What is being asked:
Copy every line from the one containing "the cream siding" through the last line of the records below, both included, and nothing else.
----------------------------------------
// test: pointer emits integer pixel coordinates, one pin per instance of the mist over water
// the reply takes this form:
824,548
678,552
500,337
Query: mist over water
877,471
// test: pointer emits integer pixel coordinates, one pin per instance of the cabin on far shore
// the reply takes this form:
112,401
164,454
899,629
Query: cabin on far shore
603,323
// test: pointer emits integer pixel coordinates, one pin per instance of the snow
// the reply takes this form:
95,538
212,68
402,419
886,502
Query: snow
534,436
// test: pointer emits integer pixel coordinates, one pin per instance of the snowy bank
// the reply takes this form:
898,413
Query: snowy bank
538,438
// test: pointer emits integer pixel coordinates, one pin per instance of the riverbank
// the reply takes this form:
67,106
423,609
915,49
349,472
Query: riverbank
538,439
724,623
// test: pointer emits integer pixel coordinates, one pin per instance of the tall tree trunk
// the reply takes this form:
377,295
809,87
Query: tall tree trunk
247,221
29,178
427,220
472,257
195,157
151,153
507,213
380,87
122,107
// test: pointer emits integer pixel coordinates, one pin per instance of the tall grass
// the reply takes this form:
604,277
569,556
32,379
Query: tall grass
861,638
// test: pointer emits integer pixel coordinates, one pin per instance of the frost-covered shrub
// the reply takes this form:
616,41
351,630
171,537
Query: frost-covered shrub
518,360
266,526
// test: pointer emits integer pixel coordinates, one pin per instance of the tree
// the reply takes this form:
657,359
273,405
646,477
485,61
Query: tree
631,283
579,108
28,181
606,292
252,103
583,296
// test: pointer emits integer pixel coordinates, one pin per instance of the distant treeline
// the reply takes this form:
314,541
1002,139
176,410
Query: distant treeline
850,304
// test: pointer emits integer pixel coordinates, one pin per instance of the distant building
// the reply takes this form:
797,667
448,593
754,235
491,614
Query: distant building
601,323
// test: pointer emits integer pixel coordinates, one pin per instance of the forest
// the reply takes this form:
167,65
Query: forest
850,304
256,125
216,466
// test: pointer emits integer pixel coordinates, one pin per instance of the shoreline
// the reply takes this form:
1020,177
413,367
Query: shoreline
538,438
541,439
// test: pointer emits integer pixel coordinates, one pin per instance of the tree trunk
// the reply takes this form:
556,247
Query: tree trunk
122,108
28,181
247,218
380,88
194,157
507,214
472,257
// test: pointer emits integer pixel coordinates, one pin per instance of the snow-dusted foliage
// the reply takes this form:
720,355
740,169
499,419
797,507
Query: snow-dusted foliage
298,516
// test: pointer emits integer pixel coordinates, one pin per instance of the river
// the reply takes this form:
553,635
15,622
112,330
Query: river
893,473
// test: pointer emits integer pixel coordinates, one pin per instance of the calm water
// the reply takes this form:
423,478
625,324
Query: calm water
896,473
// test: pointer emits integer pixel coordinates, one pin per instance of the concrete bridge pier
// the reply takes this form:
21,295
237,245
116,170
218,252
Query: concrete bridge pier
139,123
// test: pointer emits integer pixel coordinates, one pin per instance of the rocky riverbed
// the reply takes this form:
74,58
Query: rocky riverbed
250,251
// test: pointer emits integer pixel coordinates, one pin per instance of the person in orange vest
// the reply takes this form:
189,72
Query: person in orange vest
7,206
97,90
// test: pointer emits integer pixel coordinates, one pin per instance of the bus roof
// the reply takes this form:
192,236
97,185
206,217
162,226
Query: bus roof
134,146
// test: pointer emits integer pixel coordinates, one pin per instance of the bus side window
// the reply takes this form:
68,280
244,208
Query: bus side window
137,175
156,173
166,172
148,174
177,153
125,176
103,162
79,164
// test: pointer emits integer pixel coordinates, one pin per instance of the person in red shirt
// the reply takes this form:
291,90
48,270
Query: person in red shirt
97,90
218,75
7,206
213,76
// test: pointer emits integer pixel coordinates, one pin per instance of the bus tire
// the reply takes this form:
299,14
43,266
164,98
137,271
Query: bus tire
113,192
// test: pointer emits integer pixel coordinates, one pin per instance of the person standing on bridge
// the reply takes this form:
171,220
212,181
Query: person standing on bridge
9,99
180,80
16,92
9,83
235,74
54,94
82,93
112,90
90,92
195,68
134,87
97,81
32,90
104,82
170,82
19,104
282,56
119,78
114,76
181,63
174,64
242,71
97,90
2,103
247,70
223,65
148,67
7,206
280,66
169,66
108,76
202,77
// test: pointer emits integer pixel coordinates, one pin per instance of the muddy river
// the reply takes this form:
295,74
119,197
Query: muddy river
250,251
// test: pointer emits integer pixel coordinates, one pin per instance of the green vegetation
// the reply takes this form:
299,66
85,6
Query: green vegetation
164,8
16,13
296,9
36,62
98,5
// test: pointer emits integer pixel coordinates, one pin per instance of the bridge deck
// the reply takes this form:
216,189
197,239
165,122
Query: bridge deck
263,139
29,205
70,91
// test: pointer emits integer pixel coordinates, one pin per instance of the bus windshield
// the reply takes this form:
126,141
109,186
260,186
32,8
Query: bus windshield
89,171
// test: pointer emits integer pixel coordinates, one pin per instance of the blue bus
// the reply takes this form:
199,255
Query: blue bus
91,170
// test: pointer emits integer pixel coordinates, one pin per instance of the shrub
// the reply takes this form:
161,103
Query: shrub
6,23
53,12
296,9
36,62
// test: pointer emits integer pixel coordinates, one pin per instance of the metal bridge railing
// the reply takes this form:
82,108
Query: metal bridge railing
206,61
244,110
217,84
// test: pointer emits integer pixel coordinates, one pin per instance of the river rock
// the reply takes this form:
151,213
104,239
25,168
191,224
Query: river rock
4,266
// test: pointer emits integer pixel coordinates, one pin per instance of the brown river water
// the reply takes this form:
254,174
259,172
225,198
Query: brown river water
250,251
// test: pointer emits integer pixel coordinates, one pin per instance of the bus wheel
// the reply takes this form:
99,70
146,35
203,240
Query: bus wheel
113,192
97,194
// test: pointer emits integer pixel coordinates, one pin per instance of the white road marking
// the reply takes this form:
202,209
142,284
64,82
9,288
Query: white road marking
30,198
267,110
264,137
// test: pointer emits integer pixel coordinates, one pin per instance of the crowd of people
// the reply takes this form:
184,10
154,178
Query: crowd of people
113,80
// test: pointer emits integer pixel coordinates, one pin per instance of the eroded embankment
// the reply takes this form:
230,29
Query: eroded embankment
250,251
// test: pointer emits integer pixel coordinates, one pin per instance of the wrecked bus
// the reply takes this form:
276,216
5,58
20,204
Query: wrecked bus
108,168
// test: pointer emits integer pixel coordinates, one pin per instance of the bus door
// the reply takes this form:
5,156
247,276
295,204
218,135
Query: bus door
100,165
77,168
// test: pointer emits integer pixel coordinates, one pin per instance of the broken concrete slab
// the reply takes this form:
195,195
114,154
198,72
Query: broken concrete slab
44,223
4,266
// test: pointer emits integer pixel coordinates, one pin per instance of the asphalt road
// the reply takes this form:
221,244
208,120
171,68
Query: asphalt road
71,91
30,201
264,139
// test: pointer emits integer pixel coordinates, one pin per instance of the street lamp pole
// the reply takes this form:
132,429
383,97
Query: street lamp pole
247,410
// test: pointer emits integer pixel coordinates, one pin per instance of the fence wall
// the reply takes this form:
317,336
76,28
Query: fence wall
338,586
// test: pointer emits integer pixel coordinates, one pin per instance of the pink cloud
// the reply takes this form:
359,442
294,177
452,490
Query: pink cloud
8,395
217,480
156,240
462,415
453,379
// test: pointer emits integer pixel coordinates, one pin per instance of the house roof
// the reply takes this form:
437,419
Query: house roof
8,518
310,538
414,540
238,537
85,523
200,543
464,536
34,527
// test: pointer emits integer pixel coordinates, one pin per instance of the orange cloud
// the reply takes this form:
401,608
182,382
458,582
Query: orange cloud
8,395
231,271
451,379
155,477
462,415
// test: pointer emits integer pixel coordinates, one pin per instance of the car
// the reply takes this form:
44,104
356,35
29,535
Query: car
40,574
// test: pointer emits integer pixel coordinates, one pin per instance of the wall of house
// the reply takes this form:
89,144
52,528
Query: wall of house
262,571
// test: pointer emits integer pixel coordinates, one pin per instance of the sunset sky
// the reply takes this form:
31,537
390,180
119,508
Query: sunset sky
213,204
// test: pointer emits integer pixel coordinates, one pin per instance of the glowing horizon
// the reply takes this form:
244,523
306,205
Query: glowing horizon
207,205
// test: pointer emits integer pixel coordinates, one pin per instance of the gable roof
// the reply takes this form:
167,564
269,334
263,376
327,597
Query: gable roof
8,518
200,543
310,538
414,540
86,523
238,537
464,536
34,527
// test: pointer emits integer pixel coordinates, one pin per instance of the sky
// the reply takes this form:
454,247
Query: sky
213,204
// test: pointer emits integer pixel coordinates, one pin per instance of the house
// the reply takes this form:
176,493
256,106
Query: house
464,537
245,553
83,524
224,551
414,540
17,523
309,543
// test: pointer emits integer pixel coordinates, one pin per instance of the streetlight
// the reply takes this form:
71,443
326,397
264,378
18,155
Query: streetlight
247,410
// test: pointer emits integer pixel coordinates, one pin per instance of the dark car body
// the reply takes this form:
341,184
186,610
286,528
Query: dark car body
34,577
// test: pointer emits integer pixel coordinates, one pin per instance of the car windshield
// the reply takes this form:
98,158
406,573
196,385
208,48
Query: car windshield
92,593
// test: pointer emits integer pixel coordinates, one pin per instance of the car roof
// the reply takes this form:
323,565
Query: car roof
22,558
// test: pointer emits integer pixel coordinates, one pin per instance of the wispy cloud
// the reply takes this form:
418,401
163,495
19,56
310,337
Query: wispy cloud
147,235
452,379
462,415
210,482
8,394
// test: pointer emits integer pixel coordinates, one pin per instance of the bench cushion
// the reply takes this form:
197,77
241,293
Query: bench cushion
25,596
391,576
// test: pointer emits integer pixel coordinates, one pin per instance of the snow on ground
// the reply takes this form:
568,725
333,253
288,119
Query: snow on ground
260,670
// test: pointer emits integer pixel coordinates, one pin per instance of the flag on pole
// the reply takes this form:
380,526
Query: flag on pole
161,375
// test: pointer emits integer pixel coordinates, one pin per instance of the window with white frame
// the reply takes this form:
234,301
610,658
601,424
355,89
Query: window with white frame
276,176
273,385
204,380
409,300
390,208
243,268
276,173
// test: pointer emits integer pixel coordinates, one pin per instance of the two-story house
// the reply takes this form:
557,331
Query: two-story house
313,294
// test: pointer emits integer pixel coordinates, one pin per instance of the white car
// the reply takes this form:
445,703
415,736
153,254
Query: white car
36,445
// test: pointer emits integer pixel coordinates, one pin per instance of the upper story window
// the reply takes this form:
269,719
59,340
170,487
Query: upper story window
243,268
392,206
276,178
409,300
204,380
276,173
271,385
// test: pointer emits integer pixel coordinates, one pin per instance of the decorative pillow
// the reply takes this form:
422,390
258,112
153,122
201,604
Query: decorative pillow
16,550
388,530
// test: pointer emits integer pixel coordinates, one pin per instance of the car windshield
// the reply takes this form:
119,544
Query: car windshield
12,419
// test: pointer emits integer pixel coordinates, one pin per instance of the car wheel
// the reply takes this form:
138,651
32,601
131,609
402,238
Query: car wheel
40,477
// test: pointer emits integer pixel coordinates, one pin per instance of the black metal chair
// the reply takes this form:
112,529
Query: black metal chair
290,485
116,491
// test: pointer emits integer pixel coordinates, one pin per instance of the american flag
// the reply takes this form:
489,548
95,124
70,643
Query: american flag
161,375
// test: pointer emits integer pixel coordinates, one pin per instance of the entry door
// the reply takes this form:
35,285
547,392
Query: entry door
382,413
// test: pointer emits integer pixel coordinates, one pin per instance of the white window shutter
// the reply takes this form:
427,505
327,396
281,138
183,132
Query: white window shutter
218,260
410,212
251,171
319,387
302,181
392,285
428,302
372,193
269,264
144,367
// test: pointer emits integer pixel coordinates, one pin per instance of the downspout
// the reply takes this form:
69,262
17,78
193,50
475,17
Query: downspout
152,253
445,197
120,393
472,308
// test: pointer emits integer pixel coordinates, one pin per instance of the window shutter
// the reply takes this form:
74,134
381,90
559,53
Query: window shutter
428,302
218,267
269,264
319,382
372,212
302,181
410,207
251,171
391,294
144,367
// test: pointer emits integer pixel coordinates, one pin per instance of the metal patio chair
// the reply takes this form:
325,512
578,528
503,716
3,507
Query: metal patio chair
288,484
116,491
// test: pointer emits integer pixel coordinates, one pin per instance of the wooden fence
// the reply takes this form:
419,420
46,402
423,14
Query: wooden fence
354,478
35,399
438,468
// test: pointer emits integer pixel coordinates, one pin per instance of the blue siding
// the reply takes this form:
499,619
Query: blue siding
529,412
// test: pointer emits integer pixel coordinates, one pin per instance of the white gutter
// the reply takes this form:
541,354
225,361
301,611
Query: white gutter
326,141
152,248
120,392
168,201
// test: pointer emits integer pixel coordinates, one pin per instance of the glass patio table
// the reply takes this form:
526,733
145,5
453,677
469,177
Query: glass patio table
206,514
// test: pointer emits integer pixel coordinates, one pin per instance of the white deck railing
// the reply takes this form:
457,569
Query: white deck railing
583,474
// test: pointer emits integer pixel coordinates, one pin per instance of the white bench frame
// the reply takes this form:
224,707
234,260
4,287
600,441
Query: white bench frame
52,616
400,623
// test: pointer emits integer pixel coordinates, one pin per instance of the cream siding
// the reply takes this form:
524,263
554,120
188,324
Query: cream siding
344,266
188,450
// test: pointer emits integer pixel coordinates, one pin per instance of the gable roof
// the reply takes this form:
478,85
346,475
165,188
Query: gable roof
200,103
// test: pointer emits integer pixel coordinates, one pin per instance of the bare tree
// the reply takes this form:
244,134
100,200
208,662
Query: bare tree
----------------------------------------
Solution to this problem:
// test: pointer emits integer pixel coordinates, one pin per instance of the cream siding
// the reply takes this form:
524,263
554,120
188,324
Query: cream siding
344,266
188,450
// test: pointer emits integer pixel coordinates, one pin per instance of the gable roof
// the reply takes this form:
478,85
346,475
165,188
Query: gable roof
200,103
// test: pointer emits integer pixel coordinates, one pin per instance of the bare tree
// the reply takes this form:
244,134
100,200
208,662
Query: bare tree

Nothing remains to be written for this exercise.